* _Short task_
Show every line in the records below that contains the string "blue", treating uppercase and lowercase as different.

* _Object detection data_
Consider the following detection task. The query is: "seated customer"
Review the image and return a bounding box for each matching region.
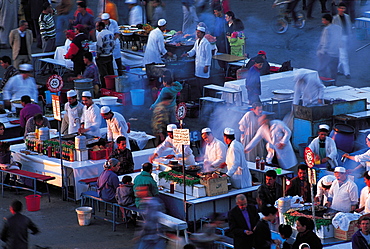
[24,113,51,137]
[19,95,42,128]
[134,163,158,208]
[109,136,134,176]
[97,158,120,202]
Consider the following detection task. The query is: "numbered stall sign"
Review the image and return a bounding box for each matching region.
[173,129,190,145]
[46,74,64,93]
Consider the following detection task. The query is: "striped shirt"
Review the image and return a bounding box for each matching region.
[39,9,56,39]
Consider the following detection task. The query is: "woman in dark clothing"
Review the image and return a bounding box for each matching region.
[293,217,322,249]
[253,204,281,249]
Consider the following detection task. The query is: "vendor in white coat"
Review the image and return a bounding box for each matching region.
[224,128,252,188]
[149,124,195,165]
[78,91,101,137]
[293,69,325,106]
[62,90,84,134]
[244,115,297,169]
[315,175,335,205]
[308,124,338,169]
[100,106,131,150]
[356,171,370,214]
[3,64,39,108]
[327,167,358,213]
[202,127,227,173]
[143,19,172,66]
[182,26,212,97]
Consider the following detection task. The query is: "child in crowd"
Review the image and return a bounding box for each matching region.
[116,175,135,223]
[279,224,294,249]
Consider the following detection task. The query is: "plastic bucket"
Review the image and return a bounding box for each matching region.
[104,75,117,90]
[130,89,145,105]
[76,207,92,226]
[24,195,41,212]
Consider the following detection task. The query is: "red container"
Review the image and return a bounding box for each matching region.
[104,75,117,90]
[24,195,41,212]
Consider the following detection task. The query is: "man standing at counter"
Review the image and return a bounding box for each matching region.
[202,127,227,173]
[100,106,131,149]
[221,128,252,188]
[149,124,195,165]
[62,90,84,134]
[327,167,358,213]
[143,19,172,67]
[182,26,212,98]
[78,91,101,137]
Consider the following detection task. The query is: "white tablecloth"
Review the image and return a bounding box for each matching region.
[222,69,317,105]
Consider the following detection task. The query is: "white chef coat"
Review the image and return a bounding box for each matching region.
[308,137,338,168]
[3,74,39,102]
[154,136,195,165]
[245,120,297,169]
[226,140,252,188]
[81,104,101,137]
[329,178,358,213]
[143,28,167,66]
[188,37,212,78]
[63,102,84,134]
[203,137,227,173]
[239,111,265,162]
[105,112,131,150]
[359,186,370,214]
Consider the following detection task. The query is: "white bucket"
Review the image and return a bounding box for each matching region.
[76,207,92,226]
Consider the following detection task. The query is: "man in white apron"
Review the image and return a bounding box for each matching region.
[62,90,84,134]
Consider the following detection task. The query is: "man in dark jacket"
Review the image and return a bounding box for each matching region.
[0,201,39,249]
[228,194,259,249]
[352,216,370,249]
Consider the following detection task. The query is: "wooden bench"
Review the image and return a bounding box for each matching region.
[0,169,55,202]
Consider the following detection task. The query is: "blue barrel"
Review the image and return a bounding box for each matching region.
[330,124,355,153]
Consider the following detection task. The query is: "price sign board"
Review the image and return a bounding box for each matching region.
[176,102,186,120]
[46,74,64,93]
[51,95,62,121]
[304,147,315,168]
[173,129,190,145]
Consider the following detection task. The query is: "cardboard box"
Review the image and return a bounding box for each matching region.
[200,177,229,196]
[334,220,358,240]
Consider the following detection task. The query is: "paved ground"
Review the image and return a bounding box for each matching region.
[0,0,370,248]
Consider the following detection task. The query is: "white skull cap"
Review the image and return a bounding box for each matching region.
[319,124,330,131]
[224,127,235,135]
[202,127,212,133]
[82,91,92,98]
[167,124,177,131]
[19,64,33,72]
[334,167,346,173]
[197,26,206,32]
[322,175,336,185]
[67,90,77,97]
[101,13,110,20]
[158,19,167,27]
[100,106,110,114]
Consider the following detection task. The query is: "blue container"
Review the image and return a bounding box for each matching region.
[130,89,145,105]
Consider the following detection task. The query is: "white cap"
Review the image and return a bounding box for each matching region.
[224,127,235,135]
[319,124,330,131]
[201,127,212,133]
[101,13,110,20]
[197,26,206,32]
[334,167,346,173]
[322,175,336,186]
[167,124,177,131]
[158,19,167,26]
[100,106,110,114]
[19,64,33,72]
[67,90,77,97]
[82,91,92,98]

* _Full response_
Consider the following detection task. The query is: "blue barrel"
Consider the following detection task. The query is: "blue container"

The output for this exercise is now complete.